-- Task to carry out --
Omit all pictures and give the records below again exactly as written.

-- Records to process --
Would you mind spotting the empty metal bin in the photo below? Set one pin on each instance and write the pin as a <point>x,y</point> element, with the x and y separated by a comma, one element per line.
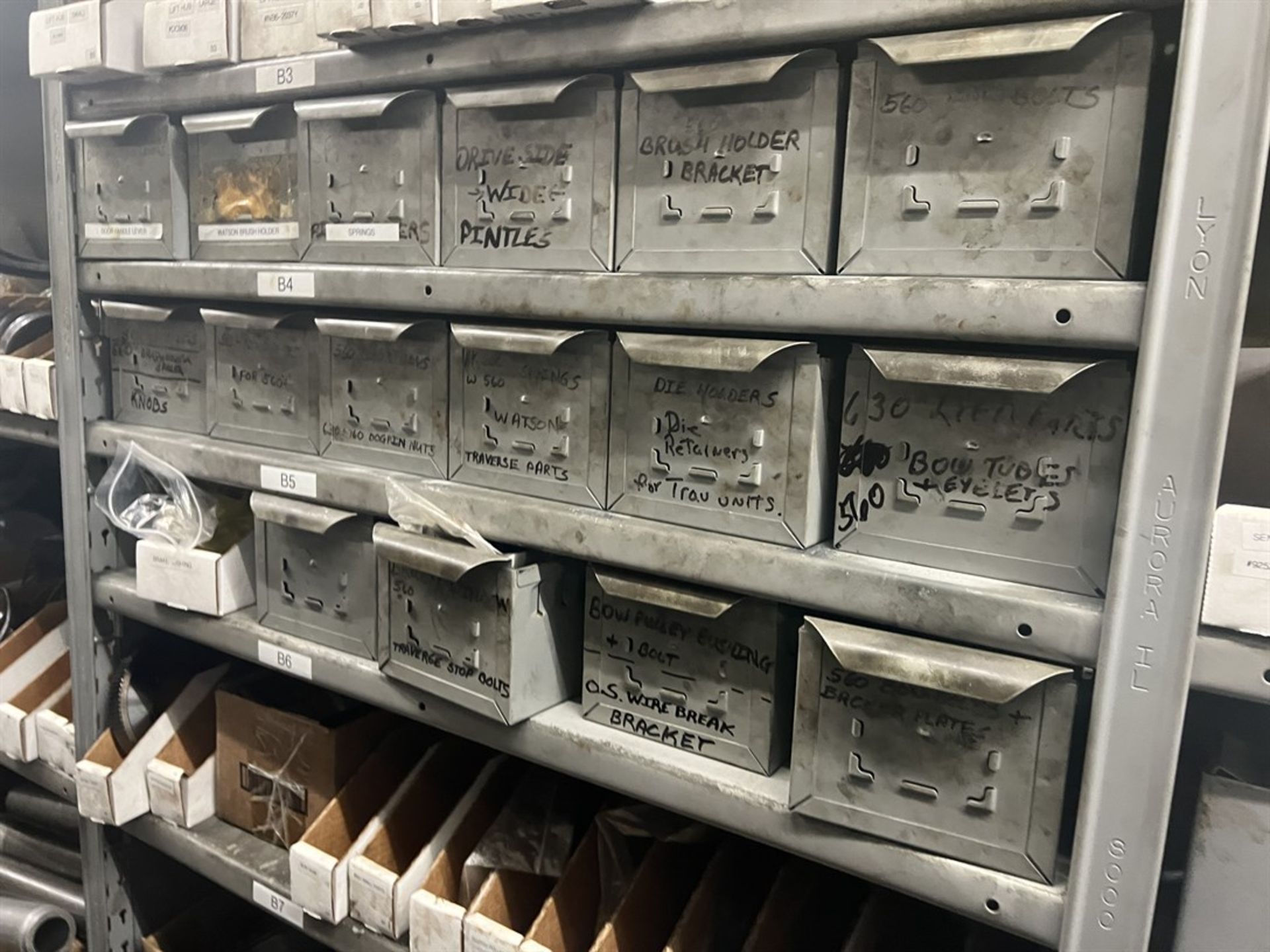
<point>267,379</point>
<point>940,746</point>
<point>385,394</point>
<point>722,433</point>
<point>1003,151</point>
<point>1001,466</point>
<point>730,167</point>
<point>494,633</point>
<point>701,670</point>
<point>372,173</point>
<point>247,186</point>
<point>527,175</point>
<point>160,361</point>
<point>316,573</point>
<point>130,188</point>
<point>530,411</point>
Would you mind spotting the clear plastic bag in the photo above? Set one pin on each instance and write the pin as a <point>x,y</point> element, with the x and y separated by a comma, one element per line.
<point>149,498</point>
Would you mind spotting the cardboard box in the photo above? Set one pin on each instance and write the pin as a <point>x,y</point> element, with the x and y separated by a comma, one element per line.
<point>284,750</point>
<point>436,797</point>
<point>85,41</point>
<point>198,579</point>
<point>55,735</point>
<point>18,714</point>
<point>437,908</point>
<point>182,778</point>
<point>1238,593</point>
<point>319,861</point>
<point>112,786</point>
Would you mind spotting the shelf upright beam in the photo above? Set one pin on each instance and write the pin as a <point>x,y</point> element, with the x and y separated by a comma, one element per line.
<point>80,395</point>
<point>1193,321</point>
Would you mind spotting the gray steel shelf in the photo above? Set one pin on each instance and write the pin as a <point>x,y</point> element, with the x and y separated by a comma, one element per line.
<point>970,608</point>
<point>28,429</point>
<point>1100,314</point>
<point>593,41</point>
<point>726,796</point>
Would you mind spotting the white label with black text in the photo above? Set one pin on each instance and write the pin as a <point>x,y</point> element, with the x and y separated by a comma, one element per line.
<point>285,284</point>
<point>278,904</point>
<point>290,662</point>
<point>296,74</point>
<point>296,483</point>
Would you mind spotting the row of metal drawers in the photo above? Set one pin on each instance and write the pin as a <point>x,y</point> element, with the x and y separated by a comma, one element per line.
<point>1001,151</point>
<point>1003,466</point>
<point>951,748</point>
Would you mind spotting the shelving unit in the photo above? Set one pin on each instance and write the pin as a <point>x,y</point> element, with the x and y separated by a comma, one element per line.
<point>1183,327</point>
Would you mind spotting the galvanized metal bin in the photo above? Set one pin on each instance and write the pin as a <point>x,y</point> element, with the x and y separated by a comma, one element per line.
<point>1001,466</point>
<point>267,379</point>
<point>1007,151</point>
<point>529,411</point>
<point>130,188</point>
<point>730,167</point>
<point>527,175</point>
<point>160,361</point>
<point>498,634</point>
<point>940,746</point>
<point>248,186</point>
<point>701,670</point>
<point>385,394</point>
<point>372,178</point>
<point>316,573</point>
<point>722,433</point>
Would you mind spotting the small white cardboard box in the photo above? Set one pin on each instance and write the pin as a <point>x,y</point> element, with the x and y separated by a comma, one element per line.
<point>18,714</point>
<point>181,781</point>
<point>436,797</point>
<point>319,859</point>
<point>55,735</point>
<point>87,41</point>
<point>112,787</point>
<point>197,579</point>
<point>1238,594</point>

-- Result for this task --
Would you mind spotting the empty metal bin in the photo below? Set one pin on each instance and write the pin as a <point>x,y</point> element, with the x and y separated by a comma, one element per line.
<point>267,379</point>
<point>940,746</point>
<point>385,394</point>
<point>722,433</point>
<point>1003,151</point>
<point>1001,466</point>
<point>730,167</point>
<point>494,633</point>
<point>701,670</point>
<point>372,173</point>
<point>247,186</point>
<point>527,175</point>
<point>160,361</point>
<point>316,573</point>
<point>130,188</point>
<point>530,411</point>
Would you mind spotting the clear plastic bag in the photo above? Set one pin on each instance and write the pin as a <point>x,y</point> element, with the x and y separated by a comma, one element per line.
<point>149,498</point>
Would you mind spotting the cardboard box in the photo above? Set one pin on each instance and write the pin as a <point>x,y</point> element, with the x and y separated by a comma, one element per line.
<point>284,750</point>
<point>436,797</point>
<point>85,41</point>
<point>198,579</point>
<point>55,735</point>
<point>18,714</point>
<point>437,908</point>
<point>182,778</point>
<point>1238,593</point>
<point>319,861</point>
<point>112,786</point>
Would you mind spotting the shelf upright beam in the photo above? Set one pin on each instance and write the pin as a <point>x,y</point> element, with the x and y separated by a comma, one element per line.
<point>80,395</point>
<point>1193,321</point>
Would you mind spotting the gray steel shelf in the photo above? Set one pin on each instance and write the pin as a <point>x,y</point> element, with the x and y separated by a comma, one element per line.
<point>970,608</point>
<point>28,429</point>
<point>1100,314</point>
<point>593,41</point>
<point>726,796</point>
Would you mind spotting the white label with black text in the photo above? Set one pin on each instance and write the pin as a <point>x,y</point> element, with the x and y separated by a comma, one element per line.
<point>285,284</point>
<point>278,904</point>
<point>290,662</point>
<point>296,74</point>
<point>296,483</point>
Would you mind spotting the row of metal drawers in the photo above? Set one pin on each instance and write the pin as a <point>x,y</point> element, with the x and y separated by a comma, one element per line.
<point>1001,151</point>
<point>1003,466</point>
<point>951,748</point>
Would you mind spotting the shelving unit in the photo above? Set one pin on each instance and write the pin as a <point>x,y</point> element, with the x and y separated by a comma, one element per line.
<point>1183,327</point>
Would you mind spotting the galvanized metal bin in the photo above? Set one pin on each instance and write the pin as a <point>x,y</point> element, with the x and y separated by a comma, one element per line.
<point>1001,466</point>
<point>267,379</point>
<point>1007,151</point>
<point>529,411</point>
<point>130,188</point>
<point>730,167</point>
<point>527,175</point>
<point>160,361</point>
<point>498,634</point>
<point>940,746</point>
<point>248,186</point>
<point>701,670</point>
<point>385,394</point>
<point>372,178</point>
<point>316,573</point>
<point>722,433</point>
Would you mind spotting the small white cardboard box in the photo above? Set one pin on each instance and write the pin as a <point>x,y</point> element, with the x and y separated by a comma, one element per line.
<point>18,714</point>
<point>181,781</point>
<point>436,797</point>
<point>319,859</point>
<point>55,735</point>
<point>87,41</point>
<point>112,787</point>
<point>197,579</point>
<point>1238,594</point>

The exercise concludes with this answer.